* **EXERCISE GOAL**: What is the number of lines in the records below holding the string "debris"? Reply with it and nothing else.

◇ ◇ ◇ ◇

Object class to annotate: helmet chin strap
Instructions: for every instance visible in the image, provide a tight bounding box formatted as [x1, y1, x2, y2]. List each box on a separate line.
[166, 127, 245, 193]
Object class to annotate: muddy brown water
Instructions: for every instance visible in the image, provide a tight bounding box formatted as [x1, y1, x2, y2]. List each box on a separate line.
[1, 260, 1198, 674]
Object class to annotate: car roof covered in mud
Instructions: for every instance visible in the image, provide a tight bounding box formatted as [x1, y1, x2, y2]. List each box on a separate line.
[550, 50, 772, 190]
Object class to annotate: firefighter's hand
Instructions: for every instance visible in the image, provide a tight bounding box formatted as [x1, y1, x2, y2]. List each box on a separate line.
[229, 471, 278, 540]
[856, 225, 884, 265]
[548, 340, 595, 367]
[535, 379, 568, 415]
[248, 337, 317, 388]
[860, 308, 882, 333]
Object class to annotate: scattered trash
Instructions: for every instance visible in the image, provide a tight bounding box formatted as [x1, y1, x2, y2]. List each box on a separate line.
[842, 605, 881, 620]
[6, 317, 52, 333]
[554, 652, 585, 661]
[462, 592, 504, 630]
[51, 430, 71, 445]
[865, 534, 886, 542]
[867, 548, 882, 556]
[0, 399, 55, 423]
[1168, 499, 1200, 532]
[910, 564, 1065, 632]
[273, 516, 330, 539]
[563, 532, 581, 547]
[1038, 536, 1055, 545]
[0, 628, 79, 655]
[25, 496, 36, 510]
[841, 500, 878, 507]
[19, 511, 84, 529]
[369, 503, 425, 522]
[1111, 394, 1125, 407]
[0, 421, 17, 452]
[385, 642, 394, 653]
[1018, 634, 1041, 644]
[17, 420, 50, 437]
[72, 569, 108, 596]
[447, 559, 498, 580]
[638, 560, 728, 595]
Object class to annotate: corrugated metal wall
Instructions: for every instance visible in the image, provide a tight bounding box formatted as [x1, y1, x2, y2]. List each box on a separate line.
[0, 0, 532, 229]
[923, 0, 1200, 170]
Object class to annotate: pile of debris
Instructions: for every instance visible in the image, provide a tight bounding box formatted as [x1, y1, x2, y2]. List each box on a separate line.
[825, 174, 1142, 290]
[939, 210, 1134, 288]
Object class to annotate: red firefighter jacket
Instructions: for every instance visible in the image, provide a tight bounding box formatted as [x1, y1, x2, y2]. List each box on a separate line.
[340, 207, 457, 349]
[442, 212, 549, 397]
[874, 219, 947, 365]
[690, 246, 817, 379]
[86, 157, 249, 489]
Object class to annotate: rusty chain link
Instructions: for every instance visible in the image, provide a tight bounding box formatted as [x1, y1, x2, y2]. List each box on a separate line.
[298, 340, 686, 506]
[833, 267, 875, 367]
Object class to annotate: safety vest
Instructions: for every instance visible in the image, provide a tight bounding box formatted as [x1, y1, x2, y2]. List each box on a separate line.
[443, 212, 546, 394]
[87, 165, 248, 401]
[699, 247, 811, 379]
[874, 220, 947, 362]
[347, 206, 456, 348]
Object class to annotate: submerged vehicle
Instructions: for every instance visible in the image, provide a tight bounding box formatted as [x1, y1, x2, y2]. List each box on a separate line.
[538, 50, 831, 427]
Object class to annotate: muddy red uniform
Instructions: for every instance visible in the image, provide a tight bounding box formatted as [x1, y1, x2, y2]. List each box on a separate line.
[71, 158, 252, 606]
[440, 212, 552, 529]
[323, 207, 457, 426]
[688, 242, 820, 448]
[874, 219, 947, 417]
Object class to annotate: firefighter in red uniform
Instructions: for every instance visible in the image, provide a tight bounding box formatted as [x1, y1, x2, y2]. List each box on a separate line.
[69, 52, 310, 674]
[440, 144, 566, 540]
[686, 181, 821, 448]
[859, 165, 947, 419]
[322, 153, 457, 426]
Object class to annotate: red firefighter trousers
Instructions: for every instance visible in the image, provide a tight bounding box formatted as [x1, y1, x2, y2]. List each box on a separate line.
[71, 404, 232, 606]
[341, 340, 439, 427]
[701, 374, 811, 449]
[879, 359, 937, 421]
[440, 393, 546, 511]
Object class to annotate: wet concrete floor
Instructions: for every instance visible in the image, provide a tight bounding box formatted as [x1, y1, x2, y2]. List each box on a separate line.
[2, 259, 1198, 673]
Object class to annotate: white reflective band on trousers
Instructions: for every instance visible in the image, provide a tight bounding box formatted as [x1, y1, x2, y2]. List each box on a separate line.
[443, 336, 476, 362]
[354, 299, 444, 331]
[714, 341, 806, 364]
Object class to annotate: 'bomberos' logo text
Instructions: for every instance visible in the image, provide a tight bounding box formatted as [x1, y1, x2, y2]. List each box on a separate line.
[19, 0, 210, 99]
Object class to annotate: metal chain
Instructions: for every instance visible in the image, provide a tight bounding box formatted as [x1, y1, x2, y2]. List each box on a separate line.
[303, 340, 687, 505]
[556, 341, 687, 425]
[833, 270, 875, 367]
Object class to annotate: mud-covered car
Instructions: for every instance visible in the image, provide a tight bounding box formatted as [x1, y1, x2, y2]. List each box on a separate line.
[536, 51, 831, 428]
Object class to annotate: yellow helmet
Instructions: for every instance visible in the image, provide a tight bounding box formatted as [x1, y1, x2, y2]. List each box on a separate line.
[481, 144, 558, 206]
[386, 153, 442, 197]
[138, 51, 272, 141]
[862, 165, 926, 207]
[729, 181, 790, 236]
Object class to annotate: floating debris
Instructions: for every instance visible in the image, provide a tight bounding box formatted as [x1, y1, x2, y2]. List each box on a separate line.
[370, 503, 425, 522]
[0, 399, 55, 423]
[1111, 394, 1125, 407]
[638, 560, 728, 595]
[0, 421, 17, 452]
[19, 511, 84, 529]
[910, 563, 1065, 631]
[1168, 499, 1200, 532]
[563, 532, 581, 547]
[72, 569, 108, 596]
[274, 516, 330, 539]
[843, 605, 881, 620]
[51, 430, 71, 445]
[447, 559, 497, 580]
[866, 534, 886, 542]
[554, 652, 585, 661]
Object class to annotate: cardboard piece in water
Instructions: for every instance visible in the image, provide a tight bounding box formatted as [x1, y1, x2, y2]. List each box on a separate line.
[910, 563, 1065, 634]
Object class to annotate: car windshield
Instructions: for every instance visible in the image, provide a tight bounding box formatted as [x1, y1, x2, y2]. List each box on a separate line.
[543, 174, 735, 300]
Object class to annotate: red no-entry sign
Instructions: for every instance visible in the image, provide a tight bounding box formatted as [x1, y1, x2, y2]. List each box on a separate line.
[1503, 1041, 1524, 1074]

◇ ◇ ◇ ◇

* **WRITTEN REPLY**: 2